Shape boundary entries
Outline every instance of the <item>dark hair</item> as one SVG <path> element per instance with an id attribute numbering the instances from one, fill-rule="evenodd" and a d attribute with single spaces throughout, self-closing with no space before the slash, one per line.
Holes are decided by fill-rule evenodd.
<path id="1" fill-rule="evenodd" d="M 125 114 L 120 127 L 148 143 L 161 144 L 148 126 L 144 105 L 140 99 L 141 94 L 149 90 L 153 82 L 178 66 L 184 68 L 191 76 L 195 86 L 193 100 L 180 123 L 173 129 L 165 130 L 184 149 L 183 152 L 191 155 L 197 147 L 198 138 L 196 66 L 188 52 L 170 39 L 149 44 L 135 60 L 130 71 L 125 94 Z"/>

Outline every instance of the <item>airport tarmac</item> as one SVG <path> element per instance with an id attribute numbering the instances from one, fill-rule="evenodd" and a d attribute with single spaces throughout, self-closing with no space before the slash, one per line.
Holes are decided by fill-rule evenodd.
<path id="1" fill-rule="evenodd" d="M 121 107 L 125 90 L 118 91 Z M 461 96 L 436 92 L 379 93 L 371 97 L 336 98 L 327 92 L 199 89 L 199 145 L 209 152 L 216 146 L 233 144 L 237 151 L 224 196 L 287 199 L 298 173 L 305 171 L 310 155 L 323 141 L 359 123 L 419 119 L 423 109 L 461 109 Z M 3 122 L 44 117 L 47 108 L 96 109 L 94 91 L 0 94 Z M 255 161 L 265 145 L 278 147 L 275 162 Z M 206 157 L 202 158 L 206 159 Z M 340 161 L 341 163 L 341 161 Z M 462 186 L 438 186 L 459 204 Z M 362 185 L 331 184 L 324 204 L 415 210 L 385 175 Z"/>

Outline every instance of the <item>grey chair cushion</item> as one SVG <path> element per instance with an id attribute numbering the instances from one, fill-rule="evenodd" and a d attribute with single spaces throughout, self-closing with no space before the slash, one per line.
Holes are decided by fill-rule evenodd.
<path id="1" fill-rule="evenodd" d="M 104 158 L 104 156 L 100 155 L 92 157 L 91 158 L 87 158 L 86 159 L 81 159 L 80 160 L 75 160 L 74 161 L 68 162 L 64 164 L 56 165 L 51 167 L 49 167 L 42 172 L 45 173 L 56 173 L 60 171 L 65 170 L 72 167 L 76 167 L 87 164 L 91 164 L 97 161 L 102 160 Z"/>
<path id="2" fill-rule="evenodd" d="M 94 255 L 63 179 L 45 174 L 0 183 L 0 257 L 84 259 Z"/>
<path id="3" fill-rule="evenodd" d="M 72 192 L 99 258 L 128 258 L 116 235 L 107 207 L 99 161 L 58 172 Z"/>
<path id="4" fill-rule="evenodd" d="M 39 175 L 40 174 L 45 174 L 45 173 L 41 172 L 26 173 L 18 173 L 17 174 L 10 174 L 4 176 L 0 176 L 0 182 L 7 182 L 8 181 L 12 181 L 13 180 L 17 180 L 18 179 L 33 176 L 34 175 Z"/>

● Direction
Output every line of these records as a numbered list, omitting blank lines.

● Worked solution
1. Outline every instance of the <item>dark hair</item> as one SVG <path> element per instance with an id attribute numbering the instances from one, fill-rule="evenodd" and a d attribute with single spaces throughout, self-closing with no space before the slash, one per line.
2. Holes are decided by fill-rule evenodd.
3. <path id="1" fill-rule="evenodd" d="M 125 114 L 120 127 L 148 143 L 161 144 L 148 126 L 144 105 L 140 99 L 141 94 L 149 90 L 153 82 L 178 66 L 184 68 L 191 76 L 195 86 L 193 100 L 180 123 L 173 129 L 165 130 L 184 149 L 183 152 L 191 155 L 197 147 L 198 138 L 196 66 L 188 52 L 170 39 L 149 44 L 135 60 L 130 71 L 125 94 Z"/>
4. Outline every instance of the <item>airport tarmac</item> as one SVG <path> element per instance with an id attribute numbering the instances from one, fill-rule="evenodd" and a d attribute with single spaces throughout, self-closing with no space before the slash, one per line.
5. Holes are decided by fill-rule evenodd.
6. <path id="1" fill-rule="evenodd" d="M 121 107 L 125 90 L 118 91 Z M 461 96 L 436 92 L 379 93 L 371 97 L 336 98 L 327 92 L 199 89 L 199 145 L 209 152 L 216 146 L 233 144 L 237 151 L 224 196 L 287 199 L 298 173 L 305 171 L 310 155 L 323 141 L 359 123 L 419 119 L 423 109 L 461 109 Z M 3 122 L 44 117 L 47 108 L 96 109 L 94 91 L 0 94 Z M 255 161 L 265 145 L 278 147 L 275 162 Z M 206 157 L 202 158 L 206 159 Z M 340 161 L 341 163 L 341 161 Z M 462 186 L 438 186 L 459 204 Z M 362 185 L 331 184 L 324 204 L 415 210 L 385 175 Z"/>
7. Outline every instance of the <item>grey chair cushion</item> as one SVG <path> element per instance with an id attribute numbering the instances from one, fill-rule="evenodd" and a d attribute with single spaces throughout, self-closing with no space before the slash, one per line.
8. Holes are decided by fill-rule evenodd.
9. <path id="1" fill-rule="evenodd" d="M 104 158 L 104 156 L 100 155 L 92 157 L 91 158 L 87 158 L 86 159 L 81 159 L 80 160 L 75 160 L 74 161 L 68 162 L 64 164 L 56 165 L 51 167 L 49 167 L 42 172 L 45 173 L 56 173 L 60 171 L 65 170 L 72 167 L 76 167 L 87 164 L 91 164 L 97 161 L 102 160 Z"/>
10. <path id="2" fill-rule="evenodd" d="M 94 255 L 63 179 L 45 174 L 0 183 L 0 257 L 84 259 Z"/>
11. <path id="3" fill-rule="evenodd" d="M 72 192 L 99 258 L 128 258 L 116 235 L 107 207 L 99 161 L 58 172 Z"/>
12. <path id="4" fill-rule="evenodd" d="M 39 175 L 40 174 L 45 174 L 45 173 L 41 172 L 26 173 L 18 173 L 17 174 L 10 174 L 4 176 L 0 176 L 0 182 L 7 182 L 8 181 L 12 181 L 13 180 L 17 180 L 18 179 L 33 176 L 34 175 Z"/>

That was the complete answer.